Pictures stay out of the copy; restate everything else in the material exactly.

>> begin Provided data

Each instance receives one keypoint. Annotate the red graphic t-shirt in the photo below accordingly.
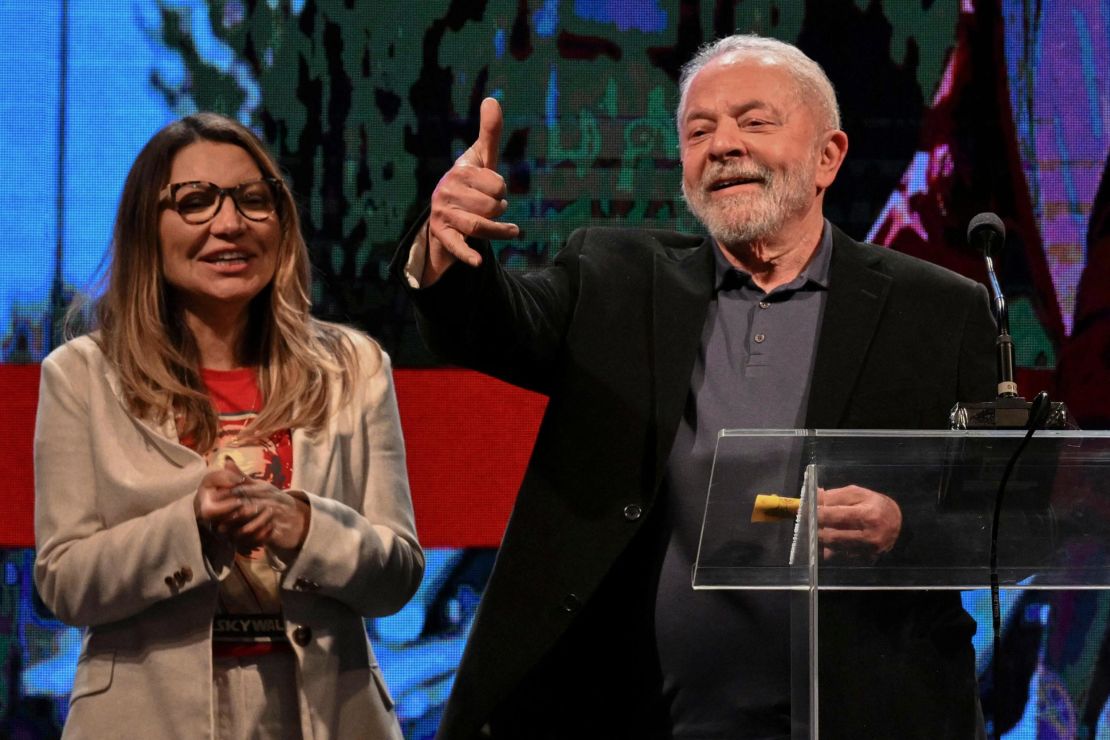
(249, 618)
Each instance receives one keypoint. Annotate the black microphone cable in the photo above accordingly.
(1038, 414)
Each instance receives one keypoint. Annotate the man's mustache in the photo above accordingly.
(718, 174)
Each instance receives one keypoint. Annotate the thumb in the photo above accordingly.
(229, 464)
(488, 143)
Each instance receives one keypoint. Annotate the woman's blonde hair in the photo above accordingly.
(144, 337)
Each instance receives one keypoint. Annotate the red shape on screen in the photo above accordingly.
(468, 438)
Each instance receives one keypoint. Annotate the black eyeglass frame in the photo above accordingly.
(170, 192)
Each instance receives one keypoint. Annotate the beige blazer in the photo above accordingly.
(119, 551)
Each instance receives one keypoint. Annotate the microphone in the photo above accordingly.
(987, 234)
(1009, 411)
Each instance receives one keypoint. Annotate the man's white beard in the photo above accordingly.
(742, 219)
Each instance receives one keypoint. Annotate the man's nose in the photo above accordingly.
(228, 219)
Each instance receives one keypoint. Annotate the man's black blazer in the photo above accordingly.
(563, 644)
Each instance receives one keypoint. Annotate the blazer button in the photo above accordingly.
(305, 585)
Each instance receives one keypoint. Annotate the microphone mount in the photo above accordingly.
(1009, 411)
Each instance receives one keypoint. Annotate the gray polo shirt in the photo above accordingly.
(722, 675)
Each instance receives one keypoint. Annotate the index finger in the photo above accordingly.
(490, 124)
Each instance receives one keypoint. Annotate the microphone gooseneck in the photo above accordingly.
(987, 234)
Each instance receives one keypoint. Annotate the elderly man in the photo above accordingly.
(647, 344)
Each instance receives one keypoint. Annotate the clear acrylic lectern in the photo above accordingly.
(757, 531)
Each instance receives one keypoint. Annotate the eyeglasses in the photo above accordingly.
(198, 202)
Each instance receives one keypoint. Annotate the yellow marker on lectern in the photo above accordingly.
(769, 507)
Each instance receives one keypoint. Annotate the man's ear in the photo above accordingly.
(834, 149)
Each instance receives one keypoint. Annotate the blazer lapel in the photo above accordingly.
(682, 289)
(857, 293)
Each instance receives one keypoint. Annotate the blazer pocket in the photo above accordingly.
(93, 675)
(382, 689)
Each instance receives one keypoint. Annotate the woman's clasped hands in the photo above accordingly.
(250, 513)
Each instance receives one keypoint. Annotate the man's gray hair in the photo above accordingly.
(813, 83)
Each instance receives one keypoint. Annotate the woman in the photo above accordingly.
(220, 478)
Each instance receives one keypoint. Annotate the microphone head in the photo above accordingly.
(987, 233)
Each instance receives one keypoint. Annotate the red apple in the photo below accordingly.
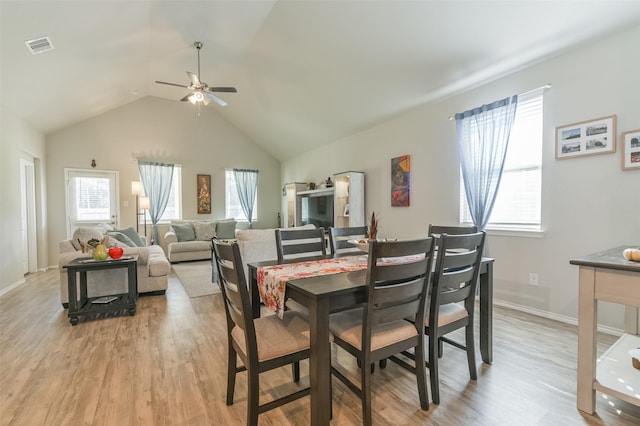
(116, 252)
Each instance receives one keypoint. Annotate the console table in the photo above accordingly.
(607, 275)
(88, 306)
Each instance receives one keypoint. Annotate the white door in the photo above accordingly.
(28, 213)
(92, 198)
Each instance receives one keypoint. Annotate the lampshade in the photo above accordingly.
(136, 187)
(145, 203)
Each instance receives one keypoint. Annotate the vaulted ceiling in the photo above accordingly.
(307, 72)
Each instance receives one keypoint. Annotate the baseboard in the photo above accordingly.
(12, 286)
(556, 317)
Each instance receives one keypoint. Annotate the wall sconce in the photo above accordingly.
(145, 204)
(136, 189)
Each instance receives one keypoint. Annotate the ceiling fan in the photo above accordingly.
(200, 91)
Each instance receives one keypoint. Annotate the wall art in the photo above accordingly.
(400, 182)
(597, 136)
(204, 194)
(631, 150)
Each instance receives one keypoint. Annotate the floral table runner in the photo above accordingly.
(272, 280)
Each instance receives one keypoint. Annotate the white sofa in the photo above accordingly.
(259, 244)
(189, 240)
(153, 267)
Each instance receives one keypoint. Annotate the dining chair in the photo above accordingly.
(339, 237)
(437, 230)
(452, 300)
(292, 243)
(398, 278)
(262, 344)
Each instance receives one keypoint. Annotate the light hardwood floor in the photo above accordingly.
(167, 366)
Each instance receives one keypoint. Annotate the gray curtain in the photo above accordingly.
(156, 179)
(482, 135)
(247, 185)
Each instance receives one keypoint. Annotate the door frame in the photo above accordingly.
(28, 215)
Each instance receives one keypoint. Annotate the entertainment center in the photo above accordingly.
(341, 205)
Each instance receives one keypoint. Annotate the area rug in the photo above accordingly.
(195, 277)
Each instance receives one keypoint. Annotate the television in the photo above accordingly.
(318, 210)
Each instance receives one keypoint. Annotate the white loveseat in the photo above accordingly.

>> end Provided data

Solution to this problem =
Each instance receives one keypoint. Annotate the red graphic t-shirt in the photo below accordingly.
(249, 618)
Each instance receives one keypoint. Annotate the black microphone cable in the photo above accordingly.
(1038, 414)
Each instance receives one keypoint. Annotate the man's mustache in the photo above accordingly.
(718, 174)
Each instance receives one keypoint. Annotate the thumb in the photo above accordingly.
(229, 464)
(488, 143)
Each instance receives one keypoint. Annotate the woman's blonde hair in the photo above accordingly.
(144, 337)
Each instance receives one keypoint. Annotate the red shape on screen in the photo above accordingly.
(468, 438)
Each instance receives one keypoint. Annotate the black eyeglass frame in the photo above accordingly.
(170, 192)
Each instance receives one keypoint. Annotate the beige blazer in the photo above accordingly.
(119, 551)
Each instance receives one keypoint. Annotate the microphone in the photo above accordingly.
(987, 234)
(1009, 411)
Each instance receives one keypoint. Annotate the man's white beard in the photo above accordingly.
(742, 219)
Each instance receives one keypoint. Annotate the man's nose in the photo above accordingly.
(228, 219)
Each instance receives one keypoint. Annotate the man's black blazer in the photo above accordingly.
(563, 644)
Each instance receives one keypoint. Annotate the blazer button in the photo above accordingly.
(305, 585)
Each instance receives one keypoint. Annotate the microphone mount in the photo above accordingly.
(1009, 411)
Each instance receives one keypoint. Annotate the gray polo shirt in the photo above accordingly.
(722, 675)
Each instance receives one keypoint. Annotate the index finger in the photo above accordingly.
(490, 124)
Each instance receives one keypoint. Annotate the microphone gooseneck in the photo above accordingly.
(987, 234)
Each instance receives one keypoint. Annotate the elderly man in the photo above accordingly.
(647, 344)
Each instance receives one keypoint. Annotate the clear acrylic lectern in the photo above accordingly.
(757, 531)
Each instance receives one keypoint. Annotate the eyeglasses in the photo above accordingly.
(198, 202)
Each instance receives one keypoint. Annotate the yellow marker on lectern in the photo above accordingly.
(769, 507)
Each instance receives one keypoint. Annotate the man's ear in the photo above accordingly.
(834, 149)
Each instance receives one keypoint. Annotate the blazer lapel in the photo above accordingly.
(682, 289)
(857, 293)
Each instance receives one keypoint. Annotate the blazer pocket in the photo above accordingly.
(93, 675)
(382, 689)
Each instance receives one keypoint. Annotate the woman's clasped hands in the photo above accordingly.
(250, 513)
Each instance receives one keypoint. Annotate the man's gray hair in the photo above accordingly.
(813, 83)
Each instance receives one keypoint. Annotate the woman in the photo above accordingly.
(220, 478)
Each instance receives one keypoint. Annotate the microphone head in the photo above accordingly.
(987, 233)
Each instance receives one keypoint. Annotate the red apple in the photo below accordingly.
(116, 252)
Each instance receives one keypoint. Annotate the console table in the photo above accordingly.
(607, 275)
(88, 306)
Each instance receives one keypoint. Annotate the white door in the photo above accordingly.
(28, 213)
(92, 198)
Each instance receives one keypoint. Annotate the lampshade in the photo above accordingly.
(136, 187)
(145, 203)
Each instance receives one keypoint. Annotate the vaulted ceiling in the photo above accordingly.
(307, 72)
Each instance receives one keypoint. Annotate the baseboard in the photo above accordingly.
(12, 286)
(556, 317)
Each instance receives one keypoint. Annotate the wall sconce in the photo above accordingly.
(145, 204)
(136, 189)
Each instance receives one keypoint. Annotate the ceiling fan in the photo above accordingly.
(200, 91)
Each instance receives one keypoint. Annotate the wall art in the photo above accordingly.
(400, 182)
(597, 136)
(204, 194)
(631, 150)
Each instance receives one keypoint. Annotate the floral table runner in the photo above accordingly.
(272, 280)
Each instance receives one keypoint. Annotate the white sofa in the photo above accordingly.
(259, 244)
(189, 240)
(153, 267)
Each instance receives one keypoint. Annotate the dining chair in the photo above accordingly.
(339, 237)
(437, 230)
(452, 300)
(292, 243)
(398, 278)
(262, 344)
Each instance receives one keypoint. Annotate the light hardwood floor in the photo above accordingly.
(167, 366)
Each instance receives one keypoint. Annotate the gray curtain in the photo above accordingly.
(156, 179)
(482, 135)
(247, 185)
Each instance receives one keypoint. Annotate the door frame in the photo above accordingly.
(28, 215)
Each instance receives one keypoint. Annotate the entertainment center in the photo above accordingly.
(341, 205)
Each instance receives one keypoint. Annotate the area rug in the photo above accordingly.
(195, 277)
Each instance receives one keypoint. Annotate the television in the photo above accordingly.
(318, 210)
Each instance receives one keypoint. Annotate the white loveseat in the photo above accordingly.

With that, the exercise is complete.